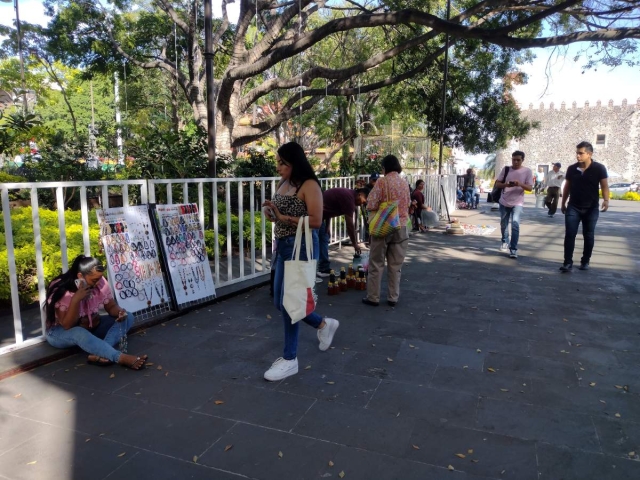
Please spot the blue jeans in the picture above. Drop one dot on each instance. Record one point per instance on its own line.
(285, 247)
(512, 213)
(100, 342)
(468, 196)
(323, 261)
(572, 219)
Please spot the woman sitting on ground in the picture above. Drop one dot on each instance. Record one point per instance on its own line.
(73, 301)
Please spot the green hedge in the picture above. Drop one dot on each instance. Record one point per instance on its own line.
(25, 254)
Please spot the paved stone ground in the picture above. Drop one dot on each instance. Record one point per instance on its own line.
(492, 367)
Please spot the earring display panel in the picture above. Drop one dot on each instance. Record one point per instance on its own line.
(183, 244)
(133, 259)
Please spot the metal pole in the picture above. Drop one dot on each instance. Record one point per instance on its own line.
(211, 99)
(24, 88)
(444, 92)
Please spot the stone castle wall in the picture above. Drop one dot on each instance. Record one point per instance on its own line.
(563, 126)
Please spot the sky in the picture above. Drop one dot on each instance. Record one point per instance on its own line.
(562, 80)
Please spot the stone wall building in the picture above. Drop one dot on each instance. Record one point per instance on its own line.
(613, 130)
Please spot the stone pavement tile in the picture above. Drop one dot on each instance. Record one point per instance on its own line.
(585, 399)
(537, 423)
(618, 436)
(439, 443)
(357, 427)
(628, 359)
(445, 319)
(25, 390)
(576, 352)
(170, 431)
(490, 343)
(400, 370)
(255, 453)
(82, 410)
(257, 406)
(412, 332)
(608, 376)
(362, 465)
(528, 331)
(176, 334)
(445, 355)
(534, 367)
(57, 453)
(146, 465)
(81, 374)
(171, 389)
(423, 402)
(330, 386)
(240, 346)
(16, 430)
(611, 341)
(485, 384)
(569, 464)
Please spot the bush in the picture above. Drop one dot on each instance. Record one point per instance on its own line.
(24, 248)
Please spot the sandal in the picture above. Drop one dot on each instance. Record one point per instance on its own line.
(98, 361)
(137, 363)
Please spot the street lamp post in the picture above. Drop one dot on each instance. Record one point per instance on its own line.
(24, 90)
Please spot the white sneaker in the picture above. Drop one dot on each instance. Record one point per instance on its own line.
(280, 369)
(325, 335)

----

#### Work instructions:
Give the part of the entries that opens with the line containing "Please spot the stone wall" and runs through the last line of the entries as a Markdown table, leaving out blank lines. Use two columns: "Index" for the row number and "Content" for the line.

#### Complete answer:
| Index | Content |
|---|---|
| 1 | Please spot the stone wall building in the picture above. Drop one dot on each instance. Record one point per instance on its own line. |
| 2 | (613, 130) |
| 3 | Please spot the stone pavement tile in the picture above. Drop one dot on each instance. Record one point per instance on its own line. |
| 4 | (585, 399) |
| 5 | (537, 423) |
| 6 | (618, 436) |
| 7 | (439, 443) |
| 8 | (357, 427) |
| 9 | (628, 359) |
| 10 | (445, 319) |
| 11 | (25, 390) |
| 12 | (576, 352) |
| 13 | (170, 431) |
| 14 | (490, 343) |
| 15 | (400, 370) |
| 16 | (255, 453) |
| 17 | (82, 410) |
| 18 | (257, 406) |
| 19 | (412, 332) |
| 20 | (608, 376) |
| 21 | (362, 465) |
| 22 | (528, 331) |
| 23 | (176, 334) |
| 24 | (445, 355) |
| 25 | (534, 367) |
| 26 | (57, 453) |
| 27 | (146, 465) |
| 28 | (81, 374) |
| 29 | (171, 389) |
| 30 | (423, 402) |
| 31 | (330, 386) |
| 32 | (240, 346) |
| 33 | (16, 430) |
| 34 | (611, 341) |
| 35 | (485, 384) |
| 36 | (569, 464) |
| 37 | Please spot the bush in the picture above. Drop one dot on each instance. Record one point per instance on its own line. |
| 38 | (24, 248) |
| 39 | Please spot the sandal in the picture above. Drop one dot on each instance. Record one point per instance on its own line. |
| 40 | (98, 361) |
| 41 | (137, 363) |
| 42 | Please spot the street lamp post in the picture above. Drop one dot on each instance. Record one point per instance on its own line. |
| 43 | (24, 90) |
| 44 | Please spot the white sneaker in the picture above. Drop one dot on each instance. Record one point per instance on its own line. |
| 45 | (280, 369) |
| 46 | (325, 335) |